● **PASSAGE TO READ**
_ _ _ _

Abstract Views: 67  |  PDF Views: 0

Authors

N. Satheesh Kumar
Energy Research Institute @ NTU (ERI@N), Interdisciplinary Graduate School, Nanyang Technological University, Singapore 639798, Singapore

Abstract


Poor cruise performance of Electric Vehicles (EVs) continues to be the primary reason that impends their market penetration. Adding more battery to extend the cruise range is not a viable solution as it increases the structural weight and capital cost of the EV. Simulations identified that a vehicle spends on average 15% of its total time in braking, signifying an immense potential of the utilization of regenerative braking mechanism. Based on the analysis, a 3 kW auxiliary electrical unit coupled with the traction drive during braking events increases the recoverable energy by 8.4%. In addition, the simulation revealed that, on average, the energy drawn from the battery is reduced by 3.2% when traction drive is integrated with the air-conditioning compressor (an auxiliary electrical load). A practical design solution of the integrated unit is also included in the paper. Based on the findings, it is evident that the integration of an auxiliary unit with the traction drive results in enhancing the energy capturing capacity of the regenerative braking mechanism and decreases the power consumed from the battery. Further, the integrated unit boosts other advantages such as reduced material cost, improved reliability, and a compact and lightweight design.

_ _ _ _

● **SUPPLIED ENTRIES**

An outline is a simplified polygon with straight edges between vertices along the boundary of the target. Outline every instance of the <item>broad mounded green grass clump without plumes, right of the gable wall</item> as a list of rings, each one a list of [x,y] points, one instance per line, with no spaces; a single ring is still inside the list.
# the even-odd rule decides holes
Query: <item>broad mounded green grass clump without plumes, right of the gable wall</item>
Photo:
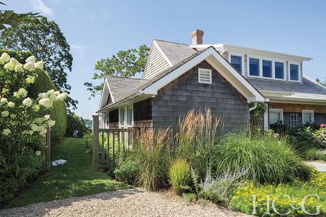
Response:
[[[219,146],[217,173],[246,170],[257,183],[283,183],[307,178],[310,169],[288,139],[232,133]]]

_ _ _ _

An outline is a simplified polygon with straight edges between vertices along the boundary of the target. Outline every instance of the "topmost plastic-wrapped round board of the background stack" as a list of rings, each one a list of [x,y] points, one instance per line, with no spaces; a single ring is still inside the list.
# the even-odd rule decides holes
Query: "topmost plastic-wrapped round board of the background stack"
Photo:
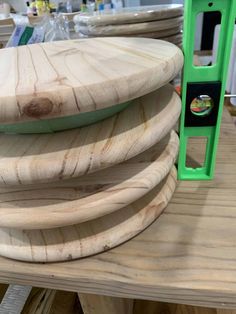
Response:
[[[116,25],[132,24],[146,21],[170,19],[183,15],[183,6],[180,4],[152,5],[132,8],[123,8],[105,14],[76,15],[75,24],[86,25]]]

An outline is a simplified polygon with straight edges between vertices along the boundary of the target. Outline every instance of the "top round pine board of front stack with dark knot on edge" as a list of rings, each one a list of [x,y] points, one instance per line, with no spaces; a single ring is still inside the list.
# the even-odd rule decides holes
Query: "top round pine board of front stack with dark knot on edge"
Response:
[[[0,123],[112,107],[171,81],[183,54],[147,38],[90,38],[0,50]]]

_ _ _ _

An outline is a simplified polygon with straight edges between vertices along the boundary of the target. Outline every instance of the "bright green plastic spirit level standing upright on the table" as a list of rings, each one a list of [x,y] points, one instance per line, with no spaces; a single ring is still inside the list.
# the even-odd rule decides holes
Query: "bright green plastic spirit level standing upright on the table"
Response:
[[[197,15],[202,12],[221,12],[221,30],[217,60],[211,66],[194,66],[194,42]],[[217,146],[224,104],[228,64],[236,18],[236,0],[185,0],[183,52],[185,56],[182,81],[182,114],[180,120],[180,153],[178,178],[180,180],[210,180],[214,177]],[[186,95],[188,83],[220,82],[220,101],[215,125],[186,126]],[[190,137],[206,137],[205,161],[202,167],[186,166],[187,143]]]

_ _ _ _

● **INSTRUCTIONS TO FOLLOW**
Can you summarize the abstract above on electric vehicle braking in two sentences?

● **ANSWER BOX**
Adding battery to fix the poor cruise range of electric vehicles is not viable because it increases weight and cost, but simulations show a vehicle spends on average 15% of its time braking, which points to large potential for regenerative braking. Coupling a 3 kW auxiliary electrical unit with the traction drive during braking raises recoverable energy by 8.4%, integrating the drive with the air-conditioning compressor cuts battery draw by 3.2% on average, and the integrated unit also lowers material cost, improves reliability, and allows a compact, lightweight design.